> [Zadanie] Zamień we wszystkich poniższych pozycjach „integer pixels” na „whole-number pixel coordinates”, a resztę tekstu pozostaw bez zmian. Obrazy pomiń w odpowiedzi.

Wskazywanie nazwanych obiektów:
•••••

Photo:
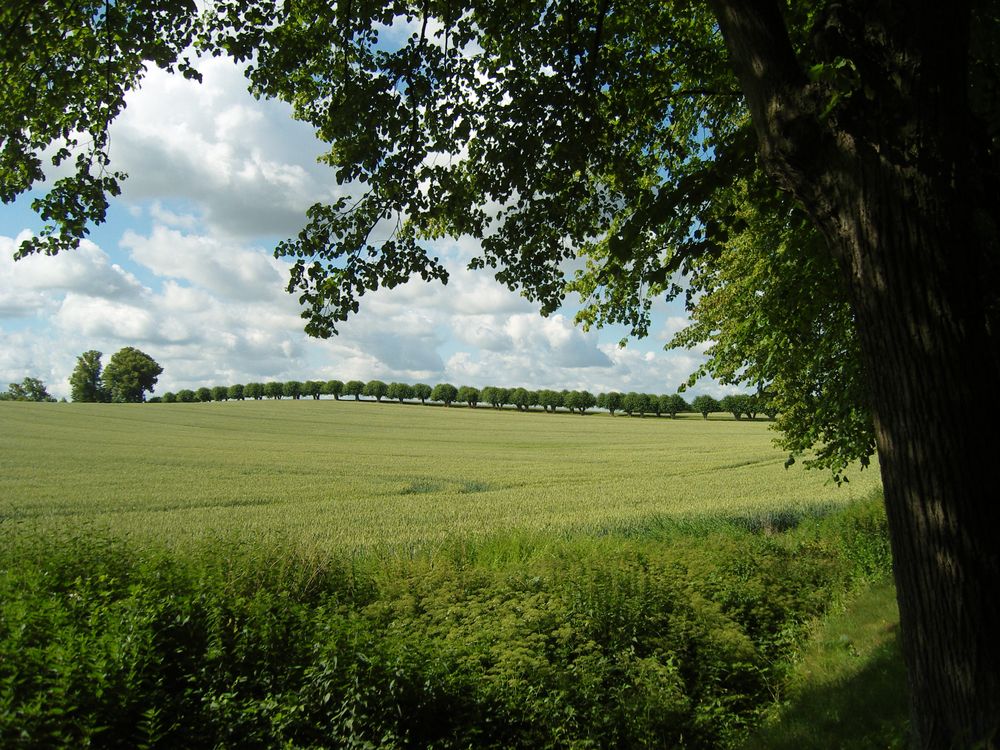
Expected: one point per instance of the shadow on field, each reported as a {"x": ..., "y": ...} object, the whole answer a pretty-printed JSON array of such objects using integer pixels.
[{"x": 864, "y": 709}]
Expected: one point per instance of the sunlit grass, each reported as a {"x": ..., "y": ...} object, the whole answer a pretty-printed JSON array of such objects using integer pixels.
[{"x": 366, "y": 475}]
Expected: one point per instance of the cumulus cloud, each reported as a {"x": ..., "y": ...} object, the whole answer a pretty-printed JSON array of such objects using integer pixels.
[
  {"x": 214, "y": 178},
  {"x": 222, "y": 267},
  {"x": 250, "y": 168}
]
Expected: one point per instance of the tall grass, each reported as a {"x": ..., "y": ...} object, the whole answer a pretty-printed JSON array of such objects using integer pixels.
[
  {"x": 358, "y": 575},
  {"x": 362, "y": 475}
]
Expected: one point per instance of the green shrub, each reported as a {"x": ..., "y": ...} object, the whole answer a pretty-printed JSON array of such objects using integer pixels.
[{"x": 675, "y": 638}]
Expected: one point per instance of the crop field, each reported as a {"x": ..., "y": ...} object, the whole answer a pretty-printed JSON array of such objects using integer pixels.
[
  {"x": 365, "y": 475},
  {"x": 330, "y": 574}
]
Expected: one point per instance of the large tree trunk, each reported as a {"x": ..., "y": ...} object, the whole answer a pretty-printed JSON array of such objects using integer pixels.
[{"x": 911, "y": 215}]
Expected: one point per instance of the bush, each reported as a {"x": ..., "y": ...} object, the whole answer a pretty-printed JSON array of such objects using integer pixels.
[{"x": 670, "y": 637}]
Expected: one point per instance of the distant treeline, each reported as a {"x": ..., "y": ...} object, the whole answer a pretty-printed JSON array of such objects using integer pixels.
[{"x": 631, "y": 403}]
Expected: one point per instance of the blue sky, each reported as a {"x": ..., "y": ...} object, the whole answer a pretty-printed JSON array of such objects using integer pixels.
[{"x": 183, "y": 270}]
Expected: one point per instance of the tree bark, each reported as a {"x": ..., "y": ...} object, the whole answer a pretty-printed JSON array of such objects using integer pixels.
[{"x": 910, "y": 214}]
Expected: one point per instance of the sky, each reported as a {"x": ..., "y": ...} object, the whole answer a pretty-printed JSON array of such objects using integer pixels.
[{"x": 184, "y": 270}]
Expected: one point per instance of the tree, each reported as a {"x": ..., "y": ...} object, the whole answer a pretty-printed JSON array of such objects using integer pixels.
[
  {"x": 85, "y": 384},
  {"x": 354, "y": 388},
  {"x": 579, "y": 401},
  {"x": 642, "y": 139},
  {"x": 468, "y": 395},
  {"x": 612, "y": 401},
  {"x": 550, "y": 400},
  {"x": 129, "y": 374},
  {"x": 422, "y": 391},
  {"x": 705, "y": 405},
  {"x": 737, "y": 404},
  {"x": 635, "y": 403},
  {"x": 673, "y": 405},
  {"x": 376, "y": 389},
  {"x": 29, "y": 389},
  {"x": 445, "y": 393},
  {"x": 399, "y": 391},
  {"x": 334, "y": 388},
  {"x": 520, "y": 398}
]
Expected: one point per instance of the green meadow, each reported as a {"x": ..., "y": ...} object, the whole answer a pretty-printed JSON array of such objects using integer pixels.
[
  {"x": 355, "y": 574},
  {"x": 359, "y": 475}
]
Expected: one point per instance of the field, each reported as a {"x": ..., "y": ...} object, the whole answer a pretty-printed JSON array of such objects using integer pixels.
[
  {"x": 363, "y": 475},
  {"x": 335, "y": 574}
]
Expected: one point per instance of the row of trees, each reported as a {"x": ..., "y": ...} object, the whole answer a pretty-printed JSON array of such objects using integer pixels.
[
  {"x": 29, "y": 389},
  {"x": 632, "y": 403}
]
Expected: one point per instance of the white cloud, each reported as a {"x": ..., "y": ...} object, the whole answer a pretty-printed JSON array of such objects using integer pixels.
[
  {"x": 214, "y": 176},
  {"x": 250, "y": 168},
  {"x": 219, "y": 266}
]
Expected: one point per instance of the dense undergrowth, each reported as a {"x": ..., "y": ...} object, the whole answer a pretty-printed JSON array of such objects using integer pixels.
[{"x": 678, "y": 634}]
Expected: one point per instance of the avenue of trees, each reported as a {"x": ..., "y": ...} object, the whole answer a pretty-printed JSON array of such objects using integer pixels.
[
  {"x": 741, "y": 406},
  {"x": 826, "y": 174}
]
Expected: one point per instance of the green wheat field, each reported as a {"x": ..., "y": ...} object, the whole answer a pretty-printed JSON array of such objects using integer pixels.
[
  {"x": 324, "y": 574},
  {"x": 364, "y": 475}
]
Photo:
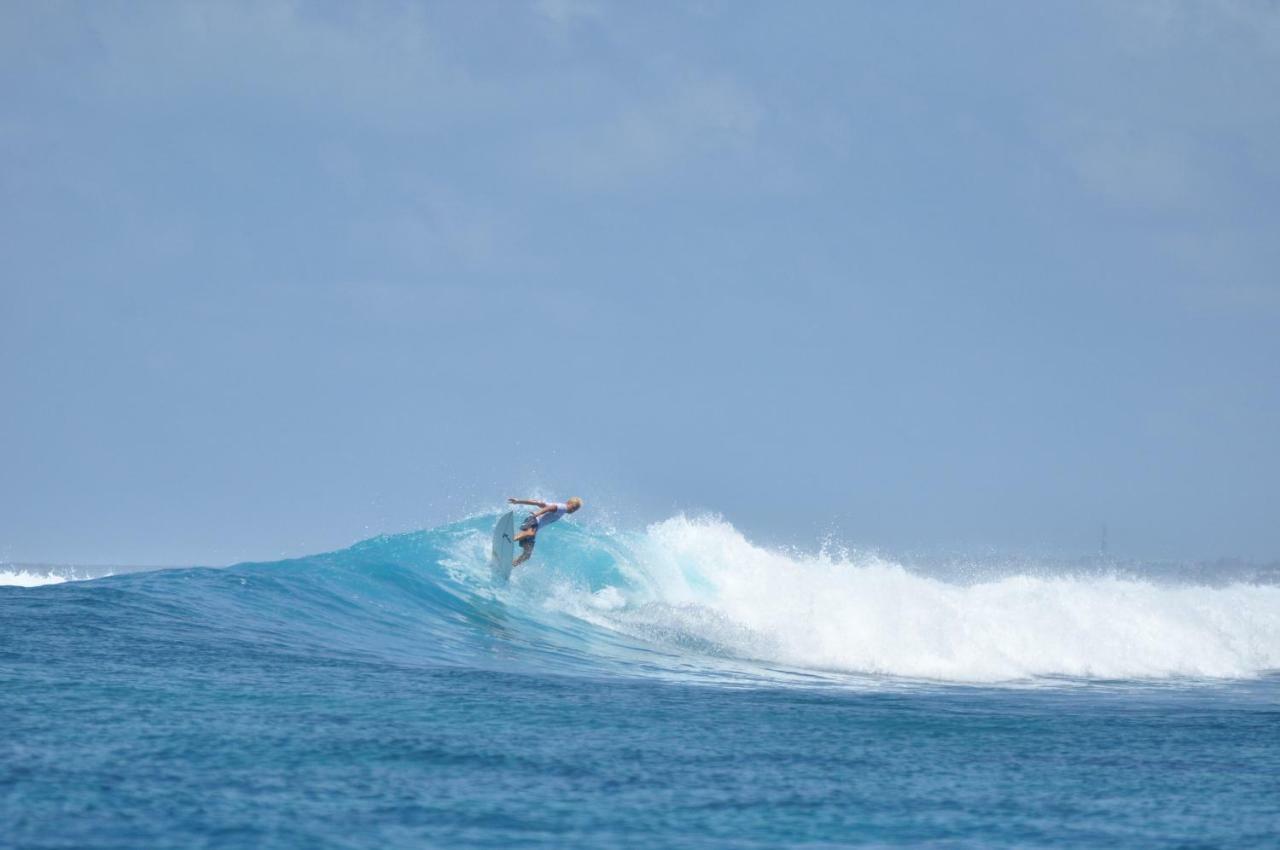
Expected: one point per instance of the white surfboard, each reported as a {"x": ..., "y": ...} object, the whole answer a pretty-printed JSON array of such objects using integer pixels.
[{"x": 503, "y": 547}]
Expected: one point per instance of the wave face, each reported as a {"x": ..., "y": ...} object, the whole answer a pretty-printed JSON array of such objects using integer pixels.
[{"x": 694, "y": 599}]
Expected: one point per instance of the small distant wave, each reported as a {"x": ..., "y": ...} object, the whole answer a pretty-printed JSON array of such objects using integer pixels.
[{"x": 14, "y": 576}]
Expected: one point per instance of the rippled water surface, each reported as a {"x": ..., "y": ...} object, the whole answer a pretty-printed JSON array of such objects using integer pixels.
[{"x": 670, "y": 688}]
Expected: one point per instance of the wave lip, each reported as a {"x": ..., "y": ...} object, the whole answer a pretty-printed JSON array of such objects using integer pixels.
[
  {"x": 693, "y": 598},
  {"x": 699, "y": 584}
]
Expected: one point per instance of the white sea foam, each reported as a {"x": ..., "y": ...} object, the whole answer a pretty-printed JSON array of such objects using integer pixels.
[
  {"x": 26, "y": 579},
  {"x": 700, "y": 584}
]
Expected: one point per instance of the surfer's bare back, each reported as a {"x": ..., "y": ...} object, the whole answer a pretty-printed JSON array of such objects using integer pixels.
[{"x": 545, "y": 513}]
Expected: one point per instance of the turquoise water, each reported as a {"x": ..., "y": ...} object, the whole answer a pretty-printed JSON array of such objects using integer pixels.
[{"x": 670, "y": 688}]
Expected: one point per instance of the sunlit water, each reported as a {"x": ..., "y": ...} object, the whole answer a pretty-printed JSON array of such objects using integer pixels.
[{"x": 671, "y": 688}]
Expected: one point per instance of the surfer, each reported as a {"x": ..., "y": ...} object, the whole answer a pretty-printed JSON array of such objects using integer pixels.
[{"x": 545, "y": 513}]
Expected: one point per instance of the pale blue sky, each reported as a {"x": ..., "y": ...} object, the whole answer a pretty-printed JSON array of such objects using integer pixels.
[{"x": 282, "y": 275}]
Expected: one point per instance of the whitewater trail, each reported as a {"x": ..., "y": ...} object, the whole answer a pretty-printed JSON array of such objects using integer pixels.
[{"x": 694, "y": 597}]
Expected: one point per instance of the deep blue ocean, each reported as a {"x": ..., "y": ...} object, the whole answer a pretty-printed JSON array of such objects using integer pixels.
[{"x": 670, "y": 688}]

•••••

> [Poprawna odpowiedź]
Photo:
Expected: one point per instance of the shadow on field, each reported as a {"x": ..., "y": ...} object, the whole answer a pretty-printed JSON array of such objects using whole-number pixel coordinates.
[{"x": 864, "y": 709}]
Expected: one point per instance of the sunlit grass, each reported as a {"x": ..., "y": ...} object, the whole answer a pretty-printed JSON array of such objects using whole-number pixel coordinates.
[{"x": 366, "y": 475}]
Expected: one point per instance of the cumulus cloud, each reported as a {"x": ..., "y": ...} object, the whole answer a pretty-printed JSON array of such objects using whole-number pixel coordinates.
[
  {"x": 214, "y": 178},
  {"x": 222, "y": 267},
  {"x": 250, "y": 168}
]
Expected: one point per instance of the tall grass, each reported as a {"x": ..., "y": ...} object, the whole answer a pretty-printed JSON array of such objects using whole-number pixel coordinates.
[
  {"x": 358, "y": 575},
  {"x": 362, "y": 475}
]
Expected: one point per instance of the green shrub, each reported as a {"x": ..., "y": ...} object, the whole answer a pretty-printed JSON array of such objects using whole-number pixel coordinates.
[{"x": 675, "y": 638}]
Expected: one point per instance of the crop field, each reported as a {"x": ..., "y": ...} object, the whole answer a pretty-printed JSON array of such objects using whole-number pixel coordinates.
[
  {"x": 365, "y": 475},
  {"x": 330, "y": 574}
]
Expected: one point per instance of the large tree trunk, each reported as a {"x": ..., "y": ...} object, the whole answer a pretty-printed JSON array of such objects using whole-number pixel coordinates.
[{"x": 911, "y": 215}]
Expected: one point per instance of the bush, each reported as a {"x": ..., "y": ...} object, the whole answer a pretty-printed JSON array of such objects using whole-number pixel coordinates.
[{"x": 670, "y": 637}]
Expected: one point per instance of the distant treeline, each reported as a {"x": ..., "y": ...} object, the whole answer a pretty-printed JSON array of such objects using whole-number pixel coordinates.
[{"x": 631, "y": 403}]
Expected: one point per instance of the blue sky, each reported as a {"x": ..., "y": ...} object, the whole answer a pretty-printed JSON array of such objects using whole-number pixel coordinates.
[{"x": 183, "y": 270}]
Expected: one point per instance of the tree bark, each reported as a {"x": ..., "y": ...} object, the whole answer a pretty-printed JSON array of such objects using whole-number pixel coordinates.
[{"x": 910, "y": 214}]
Expected: one point per instance of the sky, each reported as a {"x": ..., "y": ...} object, the whole answer a pretty-printed JSON array of such objects using whole-number pixel coordinates.
[{"x": 184, "y": 270}]
Expected: one point per instance of the tree, each reported as a {"x": ..., "y": ...} object, the whole answer a pretty-printed JSON array of such objects using whole-number pixel coordinates.
[
  {"x": 85, "y": 384},
  {"x": 354, "y": 388},
  {"x": 579, "y": 401},
  {"x": 642, "y": 139},
  {"x": 468, "y": 395},
  {"x": 612, "y": 401},
  {"x": 550, "y": 400},
  {"x": 129, "y": 374},
  {"x": 422, "y": 391},
  {"x": 705, "y": 405},
  {"x": 737, "y": 404},
  {"x": 635, "y": 403},
  {"x": 673, "y": 405},
  {"x": 376, "y": 389},
  {"x": 29, "y": 389},
  {"x": 445, "y": 393},
  {"x": 399, "y": 391},
  {"x": 334, "y": 388},
  {"x": 520, "y": 398}
]
Expected: one point per instance of the green meadow, each reported as a {"x": ..., "y": ...} object, the whole answer a pretty-printed JSON array of such objects using whole-number pixel coordinates.
[
  {"x": 355, "y": 574},
  {"x": 359, "y": 475}
]
Expected: one point per instance of the field, each reported as a {"x": ..., "y": ...} object, the whole answer a pretty-printed JSON array of such objects using whole-number pixel coordinates.
[
  {"x": 363, "y": 475},
  {"x": 335, "y": 574}
]
Expected: one point per instance of the row of trees, each reported as a {"x": ..., "y": ...} object, the whole answer a pretty-printed JSON array of such objects using whole-number pixel coordinates.
[
  {"x": 29, "y": 389},
  {"x": 632, "y": 403}
]
Expected: one point per instance of the white cloud, each reported as a {"x": ..., "y": ...} object, the whole answer a pretty-printed JSON array of such objects using whole-number pixel coordinates.
[
  {"x": 214, "y": 176},
  {"x": 250, "y": 168},
  {"x": 219, "y": 266}
]
Expected: one point per instance of the dense undergrowth, each reported as a {"x": ..., "y": ...} object, the whole answer a pretty-printed JSON array of such objects using whole-number pixel coordinates.
[{"x": 678, "y": 634}]
Expected: one point per instance of the avenue of trees, each reported as a {"x": ..., "y": ...} object, the whole answer a pretty-printed JSON array of such objects using whole-number pixel coordinates.
[
  {"x": 741, "y": 406},
  {"x": 826, "y": 174}
]
Expected: one point per instance of the green wheat field, each reported as a {"x": ..., "y": ...} object, the whole answer a pretty-printed JSON array of such objects using whole-number pixel coordinates.
[
  {"x": 324, "y": 574},
  {"x": 364, "y": 475}
]
Photo:
Expected: one point per instance of the white surfboard, each reported as a {"x": ..., "y": ...} object, the whole answer a pretty-printed JSON array of such objects using whole-number pixel coordinates.
[{"x": 503, "y": 547}]
Expected: one point per instance of the wave face, each reported as a {"x": ..., "y": ...} object, the whole answer a pretty-printed JSON array of such objects using whole-number pixel coordinates.
[{"x": 694, "y": 599}]
Expected: one point per instance of the small distant wave, each reported as a {"x": ..., "y": ...} object, the whole answer a pretty-printed JSON array of such objects using whole-number pixel coordinates.
[{"x": 14, "y": 576}]
Expected: one point per instance of the rippled water surface, each reported as a {"x": ..., "y": ...} object, the whole answer a pretty-printed JSON array of such objects using whole-number pixel coordinates.
[{"x": 670, "y": 688}]
Expected: one point per instance of the wave lip, each reported as a {"x": ..., "y": ...} object, the whole answer a pretty-printed JSON array of such objects using whole-number pixel coordinates.
[
  {"x": 693, "y": 598},
  {"x": 699, "y": 584}
]
Expected: one point per instance of the white sea foam, each reported as a {"x": ..., "y": ...} object, the whole answer a pretty-printed JSON array of such objects using whole-number pixel coordinates.
[
  {"x": 26, "y": 579},
  {"x": 700, "y": 584}
]
Expected: one point per instance of the surfer's bare back, each reported as a {"x": ..., "y": ...} object, the whole answer a pretty-printed JSON array of such objects using whole-number pixel coordinates.
[{"x": 545, "y": 513}]
Expected: one point per instance of the turquoise water, each reported as a {"x": ..., "y": ...} object, the whole answer a pretty-printed JSON array of such objects using whole-number pixel coordinates.
[{"x": 670, "y": 688}]
Expected: one point per instance of the sunlit water, each reported as a {"x": ..., "y": ...} object, the whole answer a pretty-printed JSON array of such objects using whole-number pixel coordinates.
[{"x": 671, "y": 688}]
Expected: one point per instance of the surfer, each reported as a {"x": ..., "y": ...} object, the whole answer a pretty-printed JSON array of such objects using whole-number pixel coordinates.
[{"x": 545, "y": 513}]
Expected: one point per instance of the pale blue sky, each reported as a {"x": ..., "y": ...} object, the whole answer a pretty-printed JSON array of such objects using whole-number pixel coordinates.
[{"x": 282, "y": 275}]
Expected: one point per instance of the whitewater trail, each reported as a {"x": ..., "y": ...} object, the whole answer a pretty-printed JSON array of such objects using whole-number pixel coordinates.
[{"x": 694, "y": 597}]
Expected: one point per instance of the deep blue ocean, each reported as a {"x": ..., "y": ...} object, the whole answer a pretty-printed JSON array of such objects using whole-number pixel coordinates.
[{"x": 670, "y": 688}]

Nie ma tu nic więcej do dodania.